/---
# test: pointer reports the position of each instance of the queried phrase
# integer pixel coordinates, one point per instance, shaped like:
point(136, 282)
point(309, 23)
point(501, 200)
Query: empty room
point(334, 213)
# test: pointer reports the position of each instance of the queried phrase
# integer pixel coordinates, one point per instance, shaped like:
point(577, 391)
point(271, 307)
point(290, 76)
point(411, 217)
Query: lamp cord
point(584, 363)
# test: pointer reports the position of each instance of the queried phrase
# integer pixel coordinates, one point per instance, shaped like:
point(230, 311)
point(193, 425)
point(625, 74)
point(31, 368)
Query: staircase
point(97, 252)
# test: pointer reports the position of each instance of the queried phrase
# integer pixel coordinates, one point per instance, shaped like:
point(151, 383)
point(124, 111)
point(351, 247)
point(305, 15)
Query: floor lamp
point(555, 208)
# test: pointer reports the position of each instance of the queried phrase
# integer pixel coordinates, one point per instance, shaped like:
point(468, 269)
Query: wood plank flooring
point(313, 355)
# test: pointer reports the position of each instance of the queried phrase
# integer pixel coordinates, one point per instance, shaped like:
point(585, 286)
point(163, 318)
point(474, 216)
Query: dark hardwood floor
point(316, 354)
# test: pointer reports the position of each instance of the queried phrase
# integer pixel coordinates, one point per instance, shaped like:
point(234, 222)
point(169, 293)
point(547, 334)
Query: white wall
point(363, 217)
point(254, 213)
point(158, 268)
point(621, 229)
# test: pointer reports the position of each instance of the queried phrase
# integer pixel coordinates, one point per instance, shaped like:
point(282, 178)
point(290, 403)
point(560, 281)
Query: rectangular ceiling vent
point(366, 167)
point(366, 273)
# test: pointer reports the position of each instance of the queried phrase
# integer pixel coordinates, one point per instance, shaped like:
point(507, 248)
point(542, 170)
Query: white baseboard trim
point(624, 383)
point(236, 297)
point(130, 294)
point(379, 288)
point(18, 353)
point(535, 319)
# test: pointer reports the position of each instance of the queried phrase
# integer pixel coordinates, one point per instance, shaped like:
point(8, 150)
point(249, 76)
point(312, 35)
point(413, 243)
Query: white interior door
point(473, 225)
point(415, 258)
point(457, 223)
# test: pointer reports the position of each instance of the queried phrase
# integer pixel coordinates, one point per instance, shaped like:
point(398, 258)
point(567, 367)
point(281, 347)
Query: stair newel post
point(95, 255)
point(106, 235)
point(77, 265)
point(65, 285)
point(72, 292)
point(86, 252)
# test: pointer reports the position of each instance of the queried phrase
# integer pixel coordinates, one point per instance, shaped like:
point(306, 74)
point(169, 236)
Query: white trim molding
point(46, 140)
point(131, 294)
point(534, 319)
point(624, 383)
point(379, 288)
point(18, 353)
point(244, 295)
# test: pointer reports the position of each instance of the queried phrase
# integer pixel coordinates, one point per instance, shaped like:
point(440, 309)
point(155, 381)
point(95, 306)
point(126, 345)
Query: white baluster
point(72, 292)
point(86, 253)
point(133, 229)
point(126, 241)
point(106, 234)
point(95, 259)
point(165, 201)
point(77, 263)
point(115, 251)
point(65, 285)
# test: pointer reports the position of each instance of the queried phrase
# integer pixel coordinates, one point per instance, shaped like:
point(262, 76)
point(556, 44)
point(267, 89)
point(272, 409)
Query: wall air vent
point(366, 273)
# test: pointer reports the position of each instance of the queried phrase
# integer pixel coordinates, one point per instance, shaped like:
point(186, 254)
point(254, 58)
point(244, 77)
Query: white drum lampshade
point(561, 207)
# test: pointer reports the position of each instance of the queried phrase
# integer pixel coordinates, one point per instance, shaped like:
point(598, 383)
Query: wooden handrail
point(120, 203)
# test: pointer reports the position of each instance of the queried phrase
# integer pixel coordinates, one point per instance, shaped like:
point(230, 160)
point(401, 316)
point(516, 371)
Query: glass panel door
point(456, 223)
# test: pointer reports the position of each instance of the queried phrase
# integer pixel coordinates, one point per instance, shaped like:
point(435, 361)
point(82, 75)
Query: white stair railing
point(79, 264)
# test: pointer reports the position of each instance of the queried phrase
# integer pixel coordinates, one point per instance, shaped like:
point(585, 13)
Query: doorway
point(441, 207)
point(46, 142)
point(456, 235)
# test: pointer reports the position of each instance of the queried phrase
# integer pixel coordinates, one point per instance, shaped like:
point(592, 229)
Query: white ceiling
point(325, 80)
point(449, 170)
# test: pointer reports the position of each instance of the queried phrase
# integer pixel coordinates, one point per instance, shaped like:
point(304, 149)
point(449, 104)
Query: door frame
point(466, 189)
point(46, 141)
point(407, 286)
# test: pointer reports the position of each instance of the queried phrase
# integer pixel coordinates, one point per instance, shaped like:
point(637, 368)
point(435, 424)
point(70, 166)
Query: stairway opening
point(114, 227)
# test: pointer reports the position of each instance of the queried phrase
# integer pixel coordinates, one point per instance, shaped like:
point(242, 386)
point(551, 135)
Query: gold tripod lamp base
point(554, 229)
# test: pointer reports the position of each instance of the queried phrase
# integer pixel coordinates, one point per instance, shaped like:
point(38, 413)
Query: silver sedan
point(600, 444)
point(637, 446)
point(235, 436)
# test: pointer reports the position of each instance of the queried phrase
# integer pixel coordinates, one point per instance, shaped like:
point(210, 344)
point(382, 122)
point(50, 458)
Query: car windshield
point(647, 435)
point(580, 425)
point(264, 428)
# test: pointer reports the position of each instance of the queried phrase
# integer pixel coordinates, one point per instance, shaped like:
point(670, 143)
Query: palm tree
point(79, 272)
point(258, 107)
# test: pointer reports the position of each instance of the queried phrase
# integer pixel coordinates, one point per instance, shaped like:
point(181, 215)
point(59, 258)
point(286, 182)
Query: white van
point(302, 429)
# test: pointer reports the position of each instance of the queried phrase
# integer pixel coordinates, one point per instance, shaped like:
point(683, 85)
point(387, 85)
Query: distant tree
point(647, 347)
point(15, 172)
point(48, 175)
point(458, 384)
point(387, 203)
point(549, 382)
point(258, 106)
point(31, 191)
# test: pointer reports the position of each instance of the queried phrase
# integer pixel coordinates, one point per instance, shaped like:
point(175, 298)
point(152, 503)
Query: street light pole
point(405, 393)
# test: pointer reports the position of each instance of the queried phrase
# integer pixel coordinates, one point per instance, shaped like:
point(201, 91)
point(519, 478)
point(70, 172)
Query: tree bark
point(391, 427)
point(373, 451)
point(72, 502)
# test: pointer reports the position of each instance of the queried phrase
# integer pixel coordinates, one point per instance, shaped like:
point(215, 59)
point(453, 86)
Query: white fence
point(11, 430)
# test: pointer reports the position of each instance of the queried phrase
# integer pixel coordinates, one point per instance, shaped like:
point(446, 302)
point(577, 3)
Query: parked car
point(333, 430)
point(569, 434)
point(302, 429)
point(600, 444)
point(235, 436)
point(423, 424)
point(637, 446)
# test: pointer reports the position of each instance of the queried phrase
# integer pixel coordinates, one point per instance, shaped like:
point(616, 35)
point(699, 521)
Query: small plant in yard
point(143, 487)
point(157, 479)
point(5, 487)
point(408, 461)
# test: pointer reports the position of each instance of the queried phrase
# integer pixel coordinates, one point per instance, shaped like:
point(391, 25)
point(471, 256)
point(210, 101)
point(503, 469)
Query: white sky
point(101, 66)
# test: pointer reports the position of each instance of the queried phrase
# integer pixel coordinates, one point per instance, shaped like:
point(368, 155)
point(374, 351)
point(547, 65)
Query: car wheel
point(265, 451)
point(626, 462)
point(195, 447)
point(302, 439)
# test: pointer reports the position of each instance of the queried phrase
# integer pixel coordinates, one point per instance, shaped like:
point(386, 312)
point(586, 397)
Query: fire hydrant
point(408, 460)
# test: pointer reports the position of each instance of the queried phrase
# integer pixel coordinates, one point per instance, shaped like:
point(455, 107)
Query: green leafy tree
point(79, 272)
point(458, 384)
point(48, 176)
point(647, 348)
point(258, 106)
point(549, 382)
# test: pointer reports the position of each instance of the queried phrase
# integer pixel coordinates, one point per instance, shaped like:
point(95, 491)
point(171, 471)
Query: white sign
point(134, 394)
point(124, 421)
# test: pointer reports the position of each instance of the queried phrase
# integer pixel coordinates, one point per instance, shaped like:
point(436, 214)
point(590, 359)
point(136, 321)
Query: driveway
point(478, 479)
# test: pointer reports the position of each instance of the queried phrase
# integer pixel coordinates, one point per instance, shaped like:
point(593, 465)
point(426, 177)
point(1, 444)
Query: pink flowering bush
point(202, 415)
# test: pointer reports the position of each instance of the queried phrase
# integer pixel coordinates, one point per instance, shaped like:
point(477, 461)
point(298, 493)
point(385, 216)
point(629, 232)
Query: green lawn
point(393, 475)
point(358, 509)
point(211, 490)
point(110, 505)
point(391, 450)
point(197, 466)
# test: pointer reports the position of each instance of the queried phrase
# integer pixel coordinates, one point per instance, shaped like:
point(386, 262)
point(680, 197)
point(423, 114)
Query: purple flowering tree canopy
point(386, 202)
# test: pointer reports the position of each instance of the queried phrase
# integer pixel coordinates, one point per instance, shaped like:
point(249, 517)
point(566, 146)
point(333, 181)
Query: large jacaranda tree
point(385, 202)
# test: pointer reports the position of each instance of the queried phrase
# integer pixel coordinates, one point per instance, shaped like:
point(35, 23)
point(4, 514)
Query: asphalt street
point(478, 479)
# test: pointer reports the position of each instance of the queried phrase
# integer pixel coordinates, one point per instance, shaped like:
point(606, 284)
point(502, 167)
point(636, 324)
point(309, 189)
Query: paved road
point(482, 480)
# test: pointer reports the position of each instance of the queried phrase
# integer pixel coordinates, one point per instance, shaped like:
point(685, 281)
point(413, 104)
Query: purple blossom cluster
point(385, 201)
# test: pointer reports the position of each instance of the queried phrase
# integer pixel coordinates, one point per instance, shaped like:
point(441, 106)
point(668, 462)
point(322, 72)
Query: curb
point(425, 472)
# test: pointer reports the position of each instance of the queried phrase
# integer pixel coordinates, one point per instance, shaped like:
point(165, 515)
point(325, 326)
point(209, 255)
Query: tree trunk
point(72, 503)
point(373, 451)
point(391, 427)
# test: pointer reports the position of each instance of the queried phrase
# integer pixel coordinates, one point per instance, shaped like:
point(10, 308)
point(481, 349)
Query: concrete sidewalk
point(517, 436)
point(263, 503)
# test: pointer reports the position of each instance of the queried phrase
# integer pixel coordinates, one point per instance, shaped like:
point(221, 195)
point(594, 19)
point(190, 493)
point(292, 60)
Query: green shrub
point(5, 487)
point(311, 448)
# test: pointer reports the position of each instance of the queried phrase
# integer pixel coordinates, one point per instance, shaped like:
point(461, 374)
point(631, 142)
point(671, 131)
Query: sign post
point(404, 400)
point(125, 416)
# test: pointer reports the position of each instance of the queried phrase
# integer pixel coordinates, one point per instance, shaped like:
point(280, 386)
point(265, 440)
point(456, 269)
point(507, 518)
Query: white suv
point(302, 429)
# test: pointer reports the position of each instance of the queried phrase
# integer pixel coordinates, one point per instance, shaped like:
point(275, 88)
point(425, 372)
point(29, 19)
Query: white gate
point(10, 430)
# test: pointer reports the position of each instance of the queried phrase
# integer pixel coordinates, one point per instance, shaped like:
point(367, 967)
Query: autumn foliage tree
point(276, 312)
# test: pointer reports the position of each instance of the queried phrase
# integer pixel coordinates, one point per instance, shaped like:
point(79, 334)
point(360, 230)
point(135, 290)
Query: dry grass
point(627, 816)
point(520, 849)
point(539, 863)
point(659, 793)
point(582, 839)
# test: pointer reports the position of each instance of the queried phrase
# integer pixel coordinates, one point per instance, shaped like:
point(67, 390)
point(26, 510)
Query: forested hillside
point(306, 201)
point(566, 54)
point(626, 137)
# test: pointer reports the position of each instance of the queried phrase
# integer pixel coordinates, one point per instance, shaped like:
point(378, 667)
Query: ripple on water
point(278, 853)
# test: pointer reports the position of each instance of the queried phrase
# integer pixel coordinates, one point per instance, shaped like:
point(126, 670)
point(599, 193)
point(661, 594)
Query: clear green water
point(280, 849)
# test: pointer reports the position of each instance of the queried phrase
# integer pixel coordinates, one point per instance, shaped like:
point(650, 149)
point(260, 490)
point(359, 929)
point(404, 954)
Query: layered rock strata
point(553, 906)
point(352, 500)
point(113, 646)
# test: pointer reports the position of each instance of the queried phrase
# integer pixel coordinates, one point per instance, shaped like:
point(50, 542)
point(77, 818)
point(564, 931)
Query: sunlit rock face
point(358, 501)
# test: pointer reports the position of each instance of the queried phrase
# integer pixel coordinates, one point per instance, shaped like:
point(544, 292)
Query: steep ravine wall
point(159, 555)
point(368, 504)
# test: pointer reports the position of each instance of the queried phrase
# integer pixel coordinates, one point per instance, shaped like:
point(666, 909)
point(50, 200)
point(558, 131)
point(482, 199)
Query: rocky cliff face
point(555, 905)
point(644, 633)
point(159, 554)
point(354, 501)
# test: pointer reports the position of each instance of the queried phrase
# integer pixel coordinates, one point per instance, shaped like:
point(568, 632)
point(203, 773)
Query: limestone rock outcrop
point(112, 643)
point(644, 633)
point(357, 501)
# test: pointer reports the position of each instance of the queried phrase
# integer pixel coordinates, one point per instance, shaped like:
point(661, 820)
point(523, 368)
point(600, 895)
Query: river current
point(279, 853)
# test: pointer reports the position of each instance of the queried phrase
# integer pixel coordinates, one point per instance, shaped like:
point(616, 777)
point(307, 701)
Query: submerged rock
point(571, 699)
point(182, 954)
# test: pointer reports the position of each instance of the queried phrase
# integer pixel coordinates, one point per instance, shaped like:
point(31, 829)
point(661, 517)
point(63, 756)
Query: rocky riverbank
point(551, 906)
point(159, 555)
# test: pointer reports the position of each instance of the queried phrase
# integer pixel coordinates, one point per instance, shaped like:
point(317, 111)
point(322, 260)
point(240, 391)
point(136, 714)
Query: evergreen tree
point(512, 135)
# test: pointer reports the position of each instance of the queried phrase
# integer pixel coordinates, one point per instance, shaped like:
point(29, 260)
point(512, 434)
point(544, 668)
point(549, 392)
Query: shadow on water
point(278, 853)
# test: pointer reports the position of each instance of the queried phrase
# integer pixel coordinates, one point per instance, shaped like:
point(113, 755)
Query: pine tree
\---
* _EXERCISE_
Starting at the beginning of the listing above and ending at the line that contains "point(555, 208)", rewrite those lines with "empty room" replaced by "vacant room" and everything else left unchanged.

* _THE OUTPUT_
# test: pointer reports the position of each instance of the queried phrase
# integer pixel coordinates, one point per instance, shaped like:
point(136, 282)
point(309, 23)
point(501, 200)
Query: vacant room
point(334, 213)
# test: pointer reports the position of each instance of the queried phrase
# integer pixel coordinates, one point per instance, shaped like:
point(577, 391)
point(271, 307)
point(290, 76)
point(411, 217)
Query: lamp cord
point(584, 363)
# test: pointer reports the position of each instance of the queried phrase
# integer pixel coordinates, one point per instance, shaped like:
point(230, 311)
point(193, 425)
point(625, 74)
point(31, 368)
Query: staircase
point(97, 252)
# test: pointer reports the position of each instance of the queried phrase
# integer pixel coordinates, one point per instance, shaped like:
point(151, 383)
point(124, 111)
point(351, 247)
point(305, 15)
Query: floor lamp
point(555, 208)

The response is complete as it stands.